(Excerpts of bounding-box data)
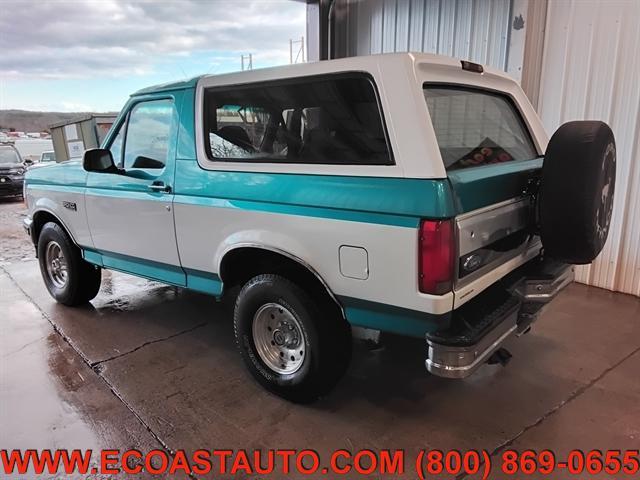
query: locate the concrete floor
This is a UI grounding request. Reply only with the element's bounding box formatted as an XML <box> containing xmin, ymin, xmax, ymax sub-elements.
<box><xmin>0</xmin><ymin>197</ymin><xmax>640</xmax><ymax>478</ymax></box>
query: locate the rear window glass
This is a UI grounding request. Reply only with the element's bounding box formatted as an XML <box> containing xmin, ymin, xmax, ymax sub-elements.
<box><xmin>204</xmin><ymin>74</ymin><xmax>393</xmax><ymax>165</ymax></box>
<box><xmin>424</xmin><ymin>85</ymin><xmax>539</xmax><ymax>170</ymax></box>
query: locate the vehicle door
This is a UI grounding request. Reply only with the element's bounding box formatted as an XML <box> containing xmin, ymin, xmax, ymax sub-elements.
<box><xmin>86</xmin><ymin>96</ymin><xmax>185</xmax><ymax>285</ymax></box>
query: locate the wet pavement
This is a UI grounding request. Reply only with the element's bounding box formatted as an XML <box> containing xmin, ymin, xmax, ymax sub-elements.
<box><xmin>0</xmin><ymin>197</ymin><xmax>640</xmax><ymax>478</ymax></box>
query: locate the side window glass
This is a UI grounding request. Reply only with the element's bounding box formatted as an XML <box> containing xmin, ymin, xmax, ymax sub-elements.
<box><xmin>109</xmin><ymin>120</ymin><xmax>127</xmax><ymax>167</ymax></box>
<box><xmin>123</xmin><ymin>100</ymin><xmax>175</xmax><ymax>169</ymax></box>
<box><xmin>204</xmin><ymin>73</ymin><xmax>393</xmax><ymax>165</ymax></box>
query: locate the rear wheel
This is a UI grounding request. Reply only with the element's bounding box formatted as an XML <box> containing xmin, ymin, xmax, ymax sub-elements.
<box><xmin>234</xmin><ymin>274</ymin><xmax>351</xmax><ymax>403</ymax></box>
<box><xmin>38</xmin><ymin>222</ymin><xmax>102</xmax><ymax>306</ymax></box>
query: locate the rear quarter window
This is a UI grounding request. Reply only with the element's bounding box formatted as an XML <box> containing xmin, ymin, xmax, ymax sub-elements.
<box><xmin>204</xmin><ymin>73</ymin><xmax>393</xmax><ymax>165</ymax></box>
<box><xmin>424</xmin><ymin>84</ymin><xmax>539</xmax><ymax>170</ymax></box>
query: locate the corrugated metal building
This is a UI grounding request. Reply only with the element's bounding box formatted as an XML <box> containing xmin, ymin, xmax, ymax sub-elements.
<box><xmin>309</xmin><ymin>0</ymin><xmax>640</xmax><ymax>296</ymax></box>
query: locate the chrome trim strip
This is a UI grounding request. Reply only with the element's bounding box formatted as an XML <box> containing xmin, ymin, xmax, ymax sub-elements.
<box><xmin>456</xmin><ymin>197</ymin><xmax>531</xmax><ymax>256</ymax></box>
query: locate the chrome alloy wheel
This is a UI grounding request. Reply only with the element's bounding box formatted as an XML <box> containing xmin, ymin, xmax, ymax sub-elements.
<box><xmin>252</xmin><ymin>303</ymin><xmax>306</xmax><ymax>375</ymax></box>
<box><xmin>44</xmin><ymin>240</ymin><xmax>69</xmax><ymax>288</ymax></box>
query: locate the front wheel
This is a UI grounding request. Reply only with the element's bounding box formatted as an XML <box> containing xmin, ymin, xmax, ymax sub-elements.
<box><xmin>38</xmin><ymin>222</ymin><xmax>102</xmax><ymax>306</ymax></box>
<box><xmin>234</xmin><ymin>274</ymin><xmax>351</xmax><ymax>403</ymax></box>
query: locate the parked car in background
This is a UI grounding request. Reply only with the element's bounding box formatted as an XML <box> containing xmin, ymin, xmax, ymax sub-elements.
<box><xmin>13</xmin><ymin>138</ymin><xmax>53</xmax><ymax>164</ymax></box>
<box><xmin>0</xmin><ymin>145</ymin><xmax>26</xmax><ymax>197</ymax></box>
<box><xmin>40</xmin><ymin>150</ymin><xmax>56</xmax><ymax>163</ymax></box>
<box><xmin>29</xmin><ymin>150</ymin><xmax>56</xmax><ymax>170</ymax></box>
<box><xmin>25</xmin><ymin>54</ymin><xmax>616</xmax><ymax>402</ymax></box>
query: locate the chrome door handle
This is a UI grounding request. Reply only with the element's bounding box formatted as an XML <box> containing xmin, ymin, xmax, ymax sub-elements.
<box><xmin>149</xmin><ymin>181</ymin><xmax>171</xmax><ymax>193</ymax></box>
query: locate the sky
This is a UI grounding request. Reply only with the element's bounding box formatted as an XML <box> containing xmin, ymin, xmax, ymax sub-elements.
<box><xmin>0</xmin><ymin>0</ymin><xmax>306</xmax><ymax>112</ymax></box>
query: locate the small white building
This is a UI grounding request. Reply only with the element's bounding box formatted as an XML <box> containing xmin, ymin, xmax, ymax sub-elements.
<box><xmin>307</xmin><ymin>0</ymin><xmax>640</xmax><ymax>296</ymax></box>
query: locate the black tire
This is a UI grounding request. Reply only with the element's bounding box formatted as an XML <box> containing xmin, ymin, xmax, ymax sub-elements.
<box><xmin>538</xmin><ymin>121</ymin><xmax>616</xmax><ymax>264</ymax></box>
<box><xmin>38</xmin><ymin>222</ymin><xmax>102</xmax><ymax>306</ymax></box>
<box><xmin>234</xmin><ymin>274</ymin><xmax>351</xmax><ymax>403</ymax></box>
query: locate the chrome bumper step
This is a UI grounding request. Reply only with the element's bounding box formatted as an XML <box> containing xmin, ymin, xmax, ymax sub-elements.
<box><xmin>425</xmin><ymin>259</ymin><xmax>574</xmax><ymax>378</ymax></box>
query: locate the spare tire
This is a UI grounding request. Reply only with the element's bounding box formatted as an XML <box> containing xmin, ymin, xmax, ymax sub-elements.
<box><xmin>538</xmin><ymin>121</ymin><xmax>616</xmax><ymax>264</ymax></box>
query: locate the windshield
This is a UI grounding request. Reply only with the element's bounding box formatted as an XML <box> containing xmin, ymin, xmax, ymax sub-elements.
<box><xmin>0</xmin><ymin>147</ymin><xmax>22</xmax><ymax>165</ymax></box>
<box><xmin>424</xmin><ymin>85</ymin><xmax>539</xmax><ymax>170</ymax></box>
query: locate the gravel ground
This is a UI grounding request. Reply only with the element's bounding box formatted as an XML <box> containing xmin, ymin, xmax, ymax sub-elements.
<box><xmin>0</xmin><ymin>198</ymin><xmax>35</xmax><ymax>267</ymax></box>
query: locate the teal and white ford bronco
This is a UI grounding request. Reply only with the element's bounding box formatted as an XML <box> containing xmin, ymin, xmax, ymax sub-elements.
<box><xmin>25</xmin><ymin>54</ymin><xmax>615</xmax><ymax>402</ymax></box>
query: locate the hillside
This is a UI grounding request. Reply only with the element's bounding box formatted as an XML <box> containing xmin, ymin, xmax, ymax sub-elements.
<box><xmin>0</xmin><ymin>110</ymin><xmax>117</xmax><ymax>132</ymax></box>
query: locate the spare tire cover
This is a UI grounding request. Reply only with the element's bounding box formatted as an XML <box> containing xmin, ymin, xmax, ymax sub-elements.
<box><xmin>538</xmin><ymin>121</ymin><xmax>616</xmax><ymax>264</ymax></box>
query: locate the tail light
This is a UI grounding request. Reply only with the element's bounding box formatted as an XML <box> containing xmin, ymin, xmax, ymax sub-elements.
<box><xmin>418</xmin><ymin>220</ymin><xmax>456</xmax><ymax>295</ymax></box>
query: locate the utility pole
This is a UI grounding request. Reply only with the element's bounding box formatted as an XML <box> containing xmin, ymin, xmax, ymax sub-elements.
<box><xmin>240</xmin><ymin>53</ymin><xmax>253</xmax><ymax>71</ymax></box>
<box><xmin>289</xmin><ymin>37</ymin><xmax>305</xmax><ymax>64</ymax></box>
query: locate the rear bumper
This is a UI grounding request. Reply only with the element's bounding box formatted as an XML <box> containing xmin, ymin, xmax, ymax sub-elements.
<box><xmin>425</xmin><ymin>258</ymin><xmax>574</xmax><ymax>378</ymax></box>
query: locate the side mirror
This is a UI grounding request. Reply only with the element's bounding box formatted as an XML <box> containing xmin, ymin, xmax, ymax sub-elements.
<box><xmin>82</xmin><ymin>148</ymin><xmax>121</xmax><ymax>173</ymax></box>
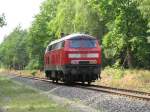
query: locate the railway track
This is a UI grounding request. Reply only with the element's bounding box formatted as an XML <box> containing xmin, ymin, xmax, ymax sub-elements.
<box><xmin>12</xmin><ymin>75</ymin><xmax>150</xmax><ymax>101</ymax></box>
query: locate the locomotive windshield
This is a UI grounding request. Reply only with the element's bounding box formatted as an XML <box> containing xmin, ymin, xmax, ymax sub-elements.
<box><xmin>70</xmin><ymin>39</ymin><xmax>96</xmax><ymax>48</ymax></box>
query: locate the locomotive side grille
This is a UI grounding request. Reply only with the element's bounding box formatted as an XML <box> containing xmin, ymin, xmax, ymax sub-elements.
<box><xmin>79</xmin><ymin>61</ymin><xmax>89</xmax><ymax>64</ymax></box>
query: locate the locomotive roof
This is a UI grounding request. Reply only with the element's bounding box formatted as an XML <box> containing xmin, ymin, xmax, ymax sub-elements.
<box><xmin>49</xmin><ymin>33</ymin><xmax>96</xmax><ymax>45</ymax></box>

> YOUR GOAL
Identify every line in the excerpts above that contains the string "windshield", and copy each one. Match case exactly.

> TASK OUTPUT
query: locate the windshield
query: locate the locomotive windshield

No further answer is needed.